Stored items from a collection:
■ ■ ■ ■ ■ ■ ■
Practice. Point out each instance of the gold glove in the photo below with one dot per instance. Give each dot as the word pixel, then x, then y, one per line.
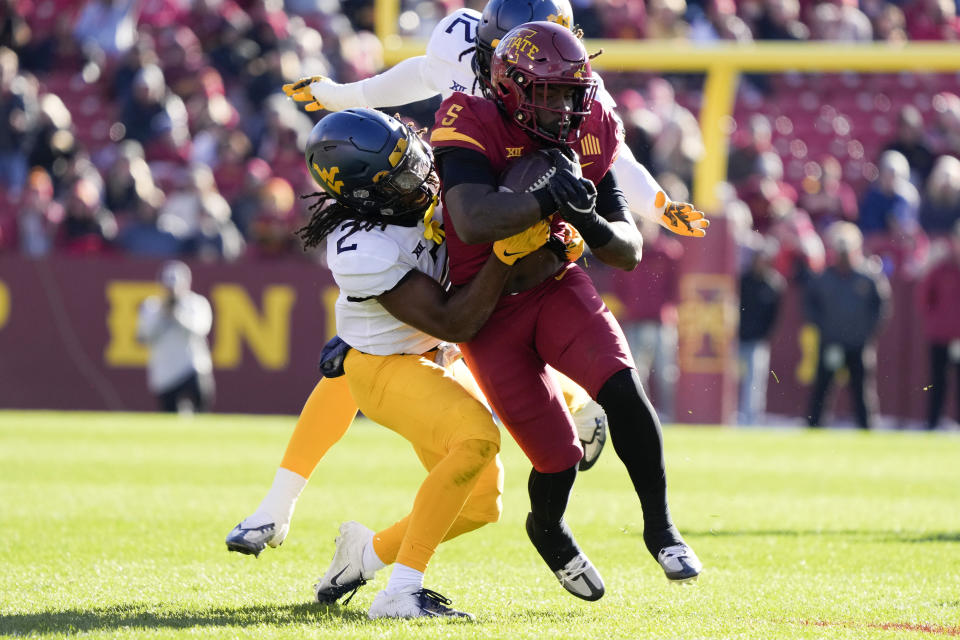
pixel 522 244
pixel 681 217
pixel 573 243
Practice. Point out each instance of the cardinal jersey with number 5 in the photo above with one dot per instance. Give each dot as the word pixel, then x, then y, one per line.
pixel 478 124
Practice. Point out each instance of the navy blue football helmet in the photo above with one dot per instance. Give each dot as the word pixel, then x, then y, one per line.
pixel 500 16
pixel 375 164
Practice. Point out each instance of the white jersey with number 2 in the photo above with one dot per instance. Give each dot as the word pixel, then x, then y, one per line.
pixel 366 264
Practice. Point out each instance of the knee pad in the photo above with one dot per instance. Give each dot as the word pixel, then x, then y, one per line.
pixel 485 503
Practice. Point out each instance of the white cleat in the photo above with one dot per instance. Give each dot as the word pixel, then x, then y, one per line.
pixel 422 603
pixel 346 569
pixel 255 532
pixel 581 578
pixel 680 563
pixel 591 424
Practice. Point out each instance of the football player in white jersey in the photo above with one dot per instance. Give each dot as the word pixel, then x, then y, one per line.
pixel 377 217
pixel 457 58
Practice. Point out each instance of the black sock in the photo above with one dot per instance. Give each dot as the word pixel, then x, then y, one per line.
pixel 549 495
pixel 635 433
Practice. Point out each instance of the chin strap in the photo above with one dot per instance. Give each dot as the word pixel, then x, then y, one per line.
pixel 432 229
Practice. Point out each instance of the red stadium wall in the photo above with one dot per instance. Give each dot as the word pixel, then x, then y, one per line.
pixel 67 329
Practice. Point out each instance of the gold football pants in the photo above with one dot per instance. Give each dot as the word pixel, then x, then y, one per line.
pixel 454 437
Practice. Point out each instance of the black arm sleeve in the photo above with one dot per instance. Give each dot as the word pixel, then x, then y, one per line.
pixel 611 204
pixel 459 166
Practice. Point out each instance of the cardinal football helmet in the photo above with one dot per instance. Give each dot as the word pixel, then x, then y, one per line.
pixel 531 62
pixel 499 16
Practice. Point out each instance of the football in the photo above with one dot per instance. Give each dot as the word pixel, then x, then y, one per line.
pixel 527 173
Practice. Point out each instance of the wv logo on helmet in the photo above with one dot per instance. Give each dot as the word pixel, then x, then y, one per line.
pixel 330 177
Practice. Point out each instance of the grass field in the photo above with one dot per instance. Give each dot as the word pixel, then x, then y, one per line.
pixel 112 525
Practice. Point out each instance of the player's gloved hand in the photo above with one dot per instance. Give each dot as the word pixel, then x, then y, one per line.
pixel 576 199
pixel 300 91
pixel 522 244
pixel 565 158
pixel 681 217
pixel 573 243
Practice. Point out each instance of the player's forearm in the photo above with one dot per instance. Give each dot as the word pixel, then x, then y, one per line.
pixel 401 84
pixel 468 308
pixel 624 249
pixel 481 214
pixel 638 185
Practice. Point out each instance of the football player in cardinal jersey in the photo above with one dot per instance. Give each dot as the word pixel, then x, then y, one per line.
pixel 545 90
pixel 378 220
pixel 457 59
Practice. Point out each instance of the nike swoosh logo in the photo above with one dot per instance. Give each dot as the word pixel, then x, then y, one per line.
pixel 333 580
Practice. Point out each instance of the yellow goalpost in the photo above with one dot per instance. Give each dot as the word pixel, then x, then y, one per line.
pixel 722 63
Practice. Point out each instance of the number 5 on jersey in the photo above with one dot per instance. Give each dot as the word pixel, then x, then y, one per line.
pixel 452 113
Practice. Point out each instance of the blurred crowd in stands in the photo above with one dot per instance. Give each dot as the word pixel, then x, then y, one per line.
pixel 157 127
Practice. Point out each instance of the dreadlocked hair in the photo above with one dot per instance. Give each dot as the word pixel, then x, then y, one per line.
pixel 326 214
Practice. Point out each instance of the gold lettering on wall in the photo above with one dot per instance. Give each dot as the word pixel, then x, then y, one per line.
pixel 707 322
pixel 236 320
pixel 809 341
pixel 124 298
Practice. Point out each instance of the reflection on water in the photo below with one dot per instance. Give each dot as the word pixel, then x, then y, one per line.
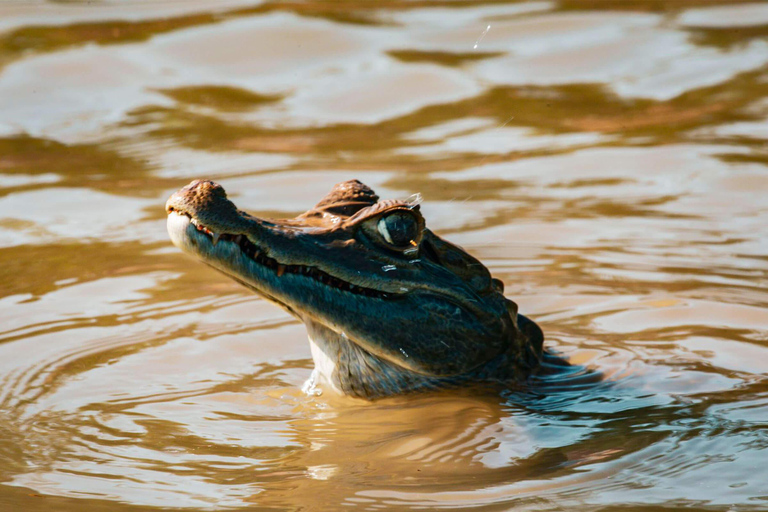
pixel 606 159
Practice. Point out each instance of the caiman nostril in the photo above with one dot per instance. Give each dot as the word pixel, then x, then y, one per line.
pixel 390 315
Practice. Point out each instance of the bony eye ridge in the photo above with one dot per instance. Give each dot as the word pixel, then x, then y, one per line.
pixel 398 229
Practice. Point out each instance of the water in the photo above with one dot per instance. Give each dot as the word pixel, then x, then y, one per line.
pixel 607 160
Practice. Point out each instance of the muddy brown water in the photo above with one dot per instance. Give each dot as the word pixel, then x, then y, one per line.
pixel 606 159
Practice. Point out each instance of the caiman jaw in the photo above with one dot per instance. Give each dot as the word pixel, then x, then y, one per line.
pixel 177 225
pixel 390 304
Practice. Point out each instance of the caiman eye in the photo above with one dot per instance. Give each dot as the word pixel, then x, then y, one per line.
pixel 399 229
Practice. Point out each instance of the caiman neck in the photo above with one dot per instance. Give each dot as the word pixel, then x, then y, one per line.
pixel 390 306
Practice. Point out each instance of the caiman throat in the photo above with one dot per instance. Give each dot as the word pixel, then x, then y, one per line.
pixel 389 306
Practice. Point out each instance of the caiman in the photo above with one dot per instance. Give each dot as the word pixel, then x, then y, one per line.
pixel 389 306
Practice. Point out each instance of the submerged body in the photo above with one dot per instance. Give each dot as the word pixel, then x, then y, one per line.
pixel 389 306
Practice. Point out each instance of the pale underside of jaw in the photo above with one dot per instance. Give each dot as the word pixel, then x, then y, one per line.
pixel 178 225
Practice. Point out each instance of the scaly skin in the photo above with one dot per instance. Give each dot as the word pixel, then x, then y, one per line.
pixel 389 306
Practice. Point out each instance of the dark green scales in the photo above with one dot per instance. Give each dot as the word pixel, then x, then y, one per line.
pixel 389 306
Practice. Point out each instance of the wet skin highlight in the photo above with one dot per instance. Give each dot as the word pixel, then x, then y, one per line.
pixel 389 306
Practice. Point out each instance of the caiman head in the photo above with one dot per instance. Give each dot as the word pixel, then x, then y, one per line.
pixel 389 306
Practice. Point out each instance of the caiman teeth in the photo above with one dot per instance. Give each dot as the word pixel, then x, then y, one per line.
pixel 252 251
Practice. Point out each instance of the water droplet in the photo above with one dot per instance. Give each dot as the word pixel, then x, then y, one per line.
pixel 481 36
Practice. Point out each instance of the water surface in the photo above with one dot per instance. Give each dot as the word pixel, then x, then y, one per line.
pixel 606 159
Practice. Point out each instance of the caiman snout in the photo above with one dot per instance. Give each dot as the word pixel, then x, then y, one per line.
pixel 206 202
pixel 389 306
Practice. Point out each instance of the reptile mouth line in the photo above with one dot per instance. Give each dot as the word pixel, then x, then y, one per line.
pixel 257 256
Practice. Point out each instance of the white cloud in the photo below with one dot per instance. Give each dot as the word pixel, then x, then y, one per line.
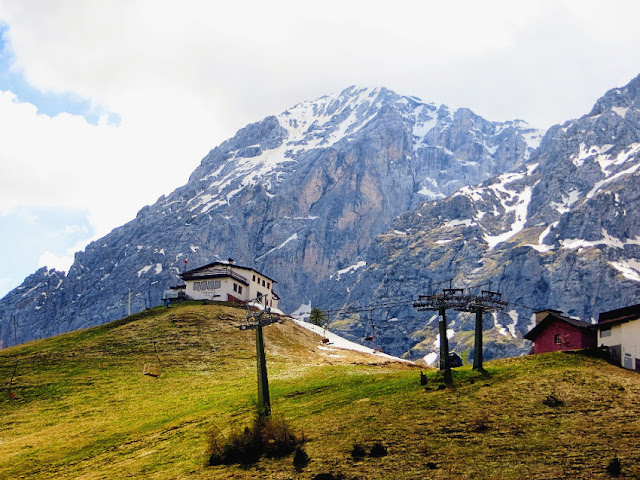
pixel 185 76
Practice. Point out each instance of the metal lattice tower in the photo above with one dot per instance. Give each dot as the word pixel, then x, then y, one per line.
pixel 261 318
pixel 456 299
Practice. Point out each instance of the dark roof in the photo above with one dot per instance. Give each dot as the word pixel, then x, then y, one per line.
pixel 619 315
pixel 190 274
pixel 544 323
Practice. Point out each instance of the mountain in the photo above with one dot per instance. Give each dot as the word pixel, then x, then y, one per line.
pixel 300 196
pixel 558 231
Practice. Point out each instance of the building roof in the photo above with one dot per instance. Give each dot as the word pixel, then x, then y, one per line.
pixel 619 315
pixel 224 269
pixel 546 321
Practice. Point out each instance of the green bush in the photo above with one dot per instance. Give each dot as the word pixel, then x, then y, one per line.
pixel 300 459
pixel 378 450
pixel 268 436
pixel 358 452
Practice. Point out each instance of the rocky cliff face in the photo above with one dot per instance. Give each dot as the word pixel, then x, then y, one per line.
pixel 300 196
pixel 560 231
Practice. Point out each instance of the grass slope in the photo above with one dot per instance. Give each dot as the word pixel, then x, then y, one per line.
pixel 85 410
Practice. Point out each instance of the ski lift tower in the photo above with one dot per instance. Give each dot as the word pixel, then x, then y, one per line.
pixel 456 299
pixel 261 318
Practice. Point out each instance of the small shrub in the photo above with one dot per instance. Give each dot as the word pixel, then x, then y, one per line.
pixel 300 458
pixel 378 450
pixel 268 436
pixel 614 468
pixel 553 401
pixel 328 476
pixel 358 452
pixel 479 424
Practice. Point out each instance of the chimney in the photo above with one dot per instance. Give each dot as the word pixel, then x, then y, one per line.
pixel 542 314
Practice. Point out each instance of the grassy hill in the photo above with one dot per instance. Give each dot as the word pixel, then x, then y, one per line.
pixel 84 409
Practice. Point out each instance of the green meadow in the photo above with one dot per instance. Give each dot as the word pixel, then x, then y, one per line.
pixel 84 409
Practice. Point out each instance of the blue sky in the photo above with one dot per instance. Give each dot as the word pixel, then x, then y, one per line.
pixel 106 106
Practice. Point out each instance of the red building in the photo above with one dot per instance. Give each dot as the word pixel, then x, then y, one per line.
pixel 554 332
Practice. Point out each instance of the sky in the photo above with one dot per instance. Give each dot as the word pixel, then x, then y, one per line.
pixel 106 106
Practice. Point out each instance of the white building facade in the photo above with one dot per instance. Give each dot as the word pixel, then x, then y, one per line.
pixel 620 331
pixel 228 282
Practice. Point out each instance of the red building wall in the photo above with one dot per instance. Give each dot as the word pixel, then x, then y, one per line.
pixel 570 337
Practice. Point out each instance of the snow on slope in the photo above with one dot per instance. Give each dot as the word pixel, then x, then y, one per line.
pixel 338 342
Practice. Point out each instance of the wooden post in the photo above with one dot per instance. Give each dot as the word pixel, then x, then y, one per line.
pixel 444 347
pixel 477 349
pixel 264 404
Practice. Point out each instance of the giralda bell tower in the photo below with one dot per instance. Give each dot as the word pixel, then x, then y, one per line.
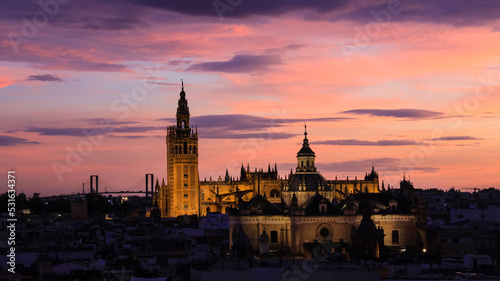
pixel 183 186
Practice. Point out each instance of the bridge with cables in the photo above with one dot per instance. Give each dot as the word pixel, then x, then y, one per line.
pixel 96 185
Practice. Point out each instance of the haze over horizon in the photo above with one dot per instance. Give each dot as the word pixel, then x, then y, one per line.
pixel 88 88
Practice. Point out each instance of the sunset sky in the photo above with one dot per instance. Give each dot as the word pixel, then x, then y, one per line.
pixel 88 87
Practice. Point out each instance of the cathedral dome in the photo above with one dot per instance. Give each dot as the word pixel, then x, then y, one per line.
pixel 307 182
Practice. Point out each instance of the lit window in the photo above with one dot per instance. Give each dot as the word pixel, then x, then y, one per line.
pixel 395 236
pixel 274 236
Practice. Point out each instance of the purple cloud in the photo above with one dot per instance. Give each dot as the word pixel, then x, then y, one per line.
pixel 45 78
pixel 239 63
pixel 12 141
pixel 83 132
pixel 369 143
pixel 398 113
pixel 454 138
pixel 244 8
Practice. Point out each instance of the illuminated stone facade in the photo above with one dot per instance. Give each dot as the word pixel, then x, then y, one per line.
pixel 185 194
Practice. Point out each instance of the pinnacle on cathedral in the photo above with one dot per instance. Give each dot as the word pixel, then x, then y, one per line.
pixel 182 111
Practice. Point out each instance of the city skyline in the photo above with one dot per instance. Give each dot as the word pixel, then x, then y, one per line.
pixel 377 84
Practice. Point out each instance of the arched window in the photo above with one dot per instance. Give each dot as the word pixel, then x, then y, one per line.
pixel 274 193
pixel 274 236
pixel 395 236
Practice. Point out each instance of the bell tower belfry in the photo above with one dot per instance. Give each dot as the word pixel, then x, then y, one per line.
pixel 183 186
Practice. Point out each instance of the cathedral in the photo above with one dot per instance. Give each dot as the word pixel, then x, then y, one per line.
■ ■ ■ ■ ■ ■ ■
● **What you will do**: From the line holding "Practice. Point out each instance of the bell" through the last line above, reproduce each line exactly and add nothing.

● **Task answer**:
Practice. Point out each instance of the bell tower belfry in the photo above with one dot per instance. Give each dot as the word pixel, then x, then y, one per line.
pixel 183 186
Practice. Point out each instance of the cathedral in the photo above with one dot per instance. Give each dot as the word pixel, then x, then y, one per line.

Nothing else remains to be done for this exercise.